• **Requirement**:
Convert the stretch from the start of the listing through the line containing "the tree line." into a JSON list of strings, one string per line, omitting blank lines.

[Rows from a pointing dataset]
::::::::

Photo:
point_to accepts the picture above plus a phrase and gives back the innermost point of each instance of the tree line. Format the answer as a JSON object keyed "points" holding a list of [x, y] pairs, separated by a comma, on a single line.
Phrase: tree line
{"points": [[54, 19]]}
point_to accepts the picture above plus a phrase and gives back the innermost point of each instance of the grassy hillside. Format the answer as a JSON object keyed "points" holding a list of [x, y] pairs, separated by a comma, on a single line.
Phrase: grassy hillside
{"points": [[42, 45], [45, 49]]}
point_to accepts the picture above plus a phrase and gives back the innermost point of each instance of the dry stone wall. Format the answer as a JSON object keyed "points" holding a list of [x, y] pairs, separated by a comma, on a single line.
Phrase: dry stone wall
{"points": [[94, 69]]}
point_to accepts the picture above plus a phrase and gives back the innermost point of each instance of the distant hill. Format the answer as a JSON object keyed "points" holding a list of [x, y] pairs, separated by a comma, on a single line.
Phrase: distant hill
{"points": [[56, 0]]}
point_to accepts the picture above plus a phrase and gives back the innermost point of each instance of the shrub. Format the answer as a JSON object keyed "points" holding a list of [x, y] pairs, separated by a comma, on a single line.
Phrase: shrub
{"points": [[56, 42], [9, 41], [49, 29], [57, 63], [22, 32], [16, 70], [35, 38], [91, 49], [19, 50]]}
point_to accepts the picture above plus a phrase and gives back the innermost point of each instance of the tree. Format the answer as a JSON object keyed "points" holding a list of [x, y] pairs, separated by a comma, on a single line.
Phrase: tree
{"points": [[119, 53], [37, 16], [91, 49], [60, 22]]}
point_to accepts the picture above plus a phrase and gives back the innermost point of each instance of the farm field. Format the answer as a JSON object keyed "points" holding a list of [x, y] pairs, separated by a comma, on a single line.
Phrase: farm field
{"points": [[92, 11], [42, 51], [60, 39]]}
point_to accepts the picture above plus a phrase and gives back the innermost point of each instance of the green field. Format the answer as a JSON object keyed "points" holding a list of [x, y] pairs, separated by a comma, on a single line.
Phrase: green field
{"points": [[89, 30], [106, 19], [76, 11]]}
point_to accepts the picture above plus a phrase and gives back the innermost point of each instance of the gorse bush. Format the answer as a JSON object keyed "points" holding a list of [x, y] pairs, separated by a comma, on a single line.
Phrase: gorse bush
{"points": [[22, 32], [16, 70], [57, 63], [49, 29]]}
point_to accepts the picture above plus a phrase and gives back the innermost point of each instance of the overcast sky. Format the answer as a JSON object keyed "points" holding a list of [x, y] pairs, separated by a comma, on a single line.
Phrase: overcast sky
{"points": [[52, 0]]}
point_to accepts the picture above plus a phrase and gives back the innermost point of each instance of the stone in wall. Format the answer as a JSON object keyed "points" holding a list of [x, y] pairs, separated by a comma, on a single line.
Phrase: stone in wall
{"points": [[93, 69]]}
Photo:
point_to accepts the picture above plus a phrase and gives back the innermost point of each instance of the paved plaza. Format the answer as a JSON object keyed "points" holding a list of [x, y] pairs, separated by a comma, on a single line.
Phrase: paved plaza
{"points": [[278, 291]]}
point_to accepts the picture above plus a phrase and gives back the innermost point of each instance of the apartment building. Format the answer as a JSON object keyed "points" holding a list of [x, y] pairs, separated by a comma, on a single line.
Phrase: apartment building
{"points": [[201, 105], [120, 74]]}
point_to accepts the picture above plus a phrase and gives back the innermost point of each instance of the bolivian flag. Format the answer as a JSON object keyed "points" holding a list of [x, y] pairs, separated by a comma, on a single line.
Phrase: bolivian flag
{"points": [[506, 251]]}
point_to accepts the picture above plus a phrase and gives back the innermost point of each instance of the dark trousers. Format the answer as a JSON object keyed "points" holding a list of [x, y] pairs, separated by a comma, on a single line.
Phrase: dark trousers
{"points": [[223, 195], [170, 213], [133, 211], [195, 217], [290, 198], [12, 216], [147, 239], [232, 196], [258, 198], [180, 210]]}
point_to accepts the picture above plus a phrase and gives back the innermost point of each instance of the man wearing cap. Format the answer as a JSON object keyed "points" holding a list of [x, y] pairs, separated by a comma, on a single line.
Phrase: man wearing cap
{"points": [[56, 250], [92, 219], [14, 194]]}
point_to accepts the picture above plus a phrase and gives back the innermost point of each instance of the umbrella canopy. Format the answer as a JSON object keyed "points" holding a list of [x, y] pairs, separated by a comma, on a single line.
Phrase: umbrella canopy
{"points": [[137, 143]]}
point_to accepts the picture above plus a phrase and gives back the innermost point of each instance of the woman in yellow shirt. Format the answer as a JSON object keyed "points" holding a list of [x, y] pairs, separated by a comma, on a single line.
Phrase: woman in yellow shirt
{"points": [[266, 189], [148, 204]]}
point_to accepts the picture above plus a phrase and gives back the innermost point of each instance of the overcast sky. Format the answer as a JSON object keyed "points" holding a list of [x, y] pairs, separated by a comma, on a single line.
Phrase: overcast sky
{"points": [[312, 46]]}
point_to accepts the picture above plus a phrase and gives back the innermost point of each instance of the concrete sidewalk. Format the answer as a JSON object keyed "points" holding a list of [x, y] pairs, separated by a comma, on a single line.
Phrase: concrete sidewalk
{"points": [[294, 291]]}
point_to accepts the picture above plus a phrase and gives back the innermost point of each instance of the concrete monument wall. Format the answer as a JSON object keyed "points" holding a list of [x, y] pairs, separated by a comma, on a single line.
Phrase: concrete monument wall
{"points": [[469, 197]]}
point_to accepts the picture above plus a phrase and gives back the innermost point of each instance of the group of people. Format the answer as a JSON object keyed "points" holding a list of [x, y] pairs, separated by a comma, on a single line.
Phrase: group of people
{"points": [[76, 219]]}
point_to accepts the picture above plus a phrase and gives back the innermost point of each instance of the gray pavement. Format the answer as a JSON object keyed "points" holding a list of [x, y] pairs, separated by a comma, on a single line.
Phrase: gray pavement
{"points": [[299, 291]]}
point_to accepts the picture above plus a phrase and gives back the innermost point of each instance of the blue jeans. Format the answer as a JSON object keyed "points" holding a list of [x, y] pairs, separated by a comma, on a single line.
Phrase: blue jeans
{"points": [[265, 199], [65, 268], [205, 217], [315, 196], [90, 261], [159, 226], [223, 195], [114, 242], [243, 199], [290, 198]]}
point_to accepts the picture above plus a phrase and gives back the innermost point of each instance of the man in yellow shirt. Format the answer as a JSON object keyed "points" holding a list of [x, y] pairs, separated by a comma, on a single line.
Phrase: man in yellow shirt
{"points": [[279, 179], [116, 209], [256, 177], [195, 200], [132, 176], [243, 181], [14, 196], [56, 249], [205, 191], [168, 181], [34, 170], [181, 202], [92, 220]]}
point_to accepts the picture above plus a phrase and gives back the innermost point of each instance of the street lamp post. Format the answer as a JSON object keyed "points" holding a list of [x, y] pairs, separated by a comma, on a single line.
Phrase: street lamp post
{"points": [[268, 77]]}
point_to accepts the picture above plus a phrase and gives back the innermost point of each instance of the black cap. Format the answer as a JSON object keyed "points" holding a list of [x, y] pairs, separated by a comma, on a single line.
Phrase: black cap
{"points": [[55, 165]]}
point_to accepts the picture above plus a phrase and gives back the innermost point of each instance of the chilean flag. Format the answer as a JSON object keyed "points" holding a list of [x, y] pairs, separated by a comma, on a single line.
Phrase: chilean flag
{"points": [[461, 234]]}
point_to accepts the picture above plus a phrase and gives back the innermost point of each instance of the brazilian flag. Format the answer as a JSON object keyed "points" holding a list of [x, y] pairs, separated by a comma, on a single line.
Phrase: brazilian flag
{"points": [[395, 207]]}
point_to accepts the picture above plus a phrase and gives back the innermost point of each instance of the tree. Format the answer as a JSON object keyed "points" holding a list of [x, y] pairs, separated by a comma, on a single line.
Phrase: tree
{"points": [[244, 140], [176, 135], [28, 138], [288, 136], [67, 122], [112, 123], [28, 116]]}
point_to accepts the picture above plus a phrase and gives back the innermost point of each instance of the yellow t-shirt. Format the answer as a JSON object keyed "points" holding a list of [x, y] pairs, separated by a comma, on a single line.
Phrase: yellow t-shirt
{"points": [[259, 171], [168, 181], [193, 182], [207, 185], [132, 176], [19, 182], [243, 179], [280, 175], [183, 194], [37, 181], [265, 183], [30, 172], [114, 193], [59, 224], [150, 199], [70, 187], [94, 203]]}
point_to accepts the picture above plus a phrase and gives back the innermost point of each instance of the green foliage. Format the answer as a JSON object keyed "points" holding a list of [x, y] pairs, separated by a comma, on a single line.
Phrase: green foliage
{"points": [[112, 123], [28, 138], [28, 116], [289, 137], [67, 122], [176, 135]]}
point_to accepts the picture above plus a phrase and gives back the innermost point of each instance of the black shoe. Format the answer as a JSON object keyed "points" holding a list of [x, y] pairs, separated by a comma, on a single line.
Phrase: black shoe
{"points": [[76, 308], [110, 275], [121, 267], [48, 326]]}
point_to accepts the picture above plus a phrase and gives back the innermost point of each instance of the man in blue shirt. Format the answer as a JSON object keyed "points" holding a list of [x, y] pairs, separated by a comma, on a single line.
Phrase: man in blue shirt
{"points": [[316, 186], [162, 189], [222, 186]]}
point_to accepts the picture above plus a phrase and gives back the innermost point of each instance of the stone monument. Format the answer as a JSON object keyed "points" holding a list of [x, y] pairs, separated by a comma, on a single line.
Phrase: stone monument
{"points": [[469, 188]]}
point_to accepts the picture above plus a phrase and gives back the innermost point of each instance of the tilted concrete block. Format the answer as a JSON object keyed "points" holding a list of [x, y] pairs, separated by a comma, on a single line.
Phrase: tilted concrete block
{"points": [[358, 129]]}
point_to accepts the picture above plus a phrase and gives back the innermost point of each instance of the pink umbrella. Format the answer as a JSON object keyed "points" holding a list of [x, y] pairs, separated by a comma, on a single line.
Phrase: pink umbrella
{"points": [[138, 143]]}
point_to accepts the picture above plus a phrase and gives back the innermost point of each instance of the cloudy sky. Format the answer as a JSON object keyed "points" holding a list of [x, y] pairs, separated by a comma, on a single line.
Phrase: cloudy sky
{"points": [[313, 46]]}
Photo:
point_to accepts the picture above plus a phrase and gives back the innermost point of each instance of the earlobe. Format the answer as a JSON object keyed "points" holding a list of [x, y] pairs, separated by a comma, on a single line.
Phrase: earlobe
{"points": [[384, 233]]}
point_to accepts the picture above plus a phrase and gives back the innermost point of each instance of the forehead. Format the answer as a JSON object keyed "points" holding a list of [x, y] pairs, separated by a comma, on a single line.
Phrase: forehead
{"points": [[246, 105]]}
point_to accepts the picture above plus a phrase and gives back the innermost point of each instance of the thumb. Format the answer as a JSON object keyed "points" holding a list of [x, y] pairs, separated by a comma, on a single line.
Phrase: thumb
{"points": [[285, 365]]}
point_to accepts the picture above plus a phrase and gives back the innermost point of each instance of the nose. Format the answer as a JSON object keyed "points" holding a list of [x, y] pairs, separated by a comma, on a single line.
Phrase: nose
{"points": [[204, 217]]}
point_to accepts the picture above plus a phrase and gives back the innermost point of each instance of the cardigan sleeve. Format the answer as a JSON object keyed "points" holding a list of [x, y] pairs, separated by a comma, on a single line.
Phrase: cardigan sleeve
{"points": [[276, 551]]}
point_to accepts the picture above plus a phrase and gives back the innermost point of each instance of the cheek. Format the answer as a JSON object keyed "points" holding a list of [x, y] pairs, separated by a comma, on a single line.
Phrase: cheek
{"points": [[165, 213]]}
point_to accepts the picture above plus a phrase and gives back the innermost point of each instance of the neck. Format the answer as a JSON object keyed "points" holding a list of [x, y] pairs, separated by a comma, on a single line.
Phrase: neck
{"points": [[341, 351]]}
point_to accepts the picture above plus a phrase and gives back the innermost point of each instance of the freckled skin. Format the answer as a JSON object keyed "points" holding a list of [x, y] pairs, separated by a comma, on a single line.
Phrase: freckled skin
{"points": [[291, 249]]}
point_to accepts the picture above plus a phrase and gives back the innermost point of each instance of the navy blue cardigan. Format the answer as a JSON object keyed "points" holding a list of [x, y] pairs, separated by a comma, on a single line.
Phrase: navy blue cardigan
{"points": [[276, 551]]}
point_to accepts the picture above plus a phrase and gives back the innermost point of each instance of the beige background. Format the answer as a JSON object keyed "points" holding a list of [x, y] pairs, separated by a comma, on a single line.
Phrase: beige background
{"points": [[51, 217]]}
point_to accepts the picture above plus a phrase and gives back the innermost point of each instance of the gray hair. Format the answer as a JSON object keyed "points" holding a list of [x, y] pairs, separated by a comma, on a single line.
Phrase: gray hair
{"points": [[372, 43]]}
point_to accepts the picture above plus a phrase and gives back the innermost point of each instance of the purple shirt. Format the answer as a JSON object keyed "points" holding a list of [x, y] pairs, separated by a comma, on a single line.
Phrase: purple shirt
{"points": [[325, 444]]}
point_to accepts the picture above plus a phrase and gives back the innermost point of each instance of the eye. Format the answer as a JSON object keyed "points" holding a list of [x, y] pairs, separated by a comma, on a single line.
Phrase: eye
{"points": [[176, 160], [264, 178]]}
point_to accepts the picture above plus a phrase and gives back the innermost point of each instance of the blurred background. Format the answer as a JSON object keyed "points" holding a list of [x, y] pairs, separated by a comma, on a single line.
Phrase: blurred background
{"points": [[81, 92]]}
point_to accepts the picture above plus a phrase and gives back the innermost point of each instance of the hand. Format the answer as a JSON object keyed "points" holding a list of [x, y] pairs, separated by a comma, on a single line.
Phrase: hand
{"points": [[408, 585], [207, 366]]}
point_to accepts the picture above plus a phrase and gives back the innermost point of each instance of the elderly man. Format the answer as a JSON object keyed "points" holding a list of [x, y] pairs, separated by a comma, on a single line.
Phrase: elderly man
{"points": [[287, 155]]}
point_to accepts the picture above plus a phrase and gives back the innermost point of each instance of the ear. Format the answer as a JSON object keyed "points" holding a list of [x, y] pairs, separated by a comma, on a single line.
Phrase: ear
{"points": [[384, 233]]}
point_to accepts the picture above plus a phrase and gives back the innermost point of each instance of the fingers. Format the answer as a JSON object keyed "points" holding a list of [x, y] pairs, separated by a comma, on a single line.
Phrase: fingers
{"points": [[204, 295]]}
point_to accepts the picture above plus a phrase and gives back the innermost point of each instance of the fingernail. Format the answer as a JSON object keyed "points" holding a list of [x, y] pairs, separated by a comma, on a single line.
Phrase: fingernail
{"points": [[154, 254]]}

::::::::

• **Answer to this problem**:
[
  "Photo:",
  "point_to accepts the picture above plus a phrase and gives back the innermost point of each instance of the tree line. Format the answer as a JSON object keyed \"points\" holding a list of [x, y] pairs, separated by a comma, on a single line."
]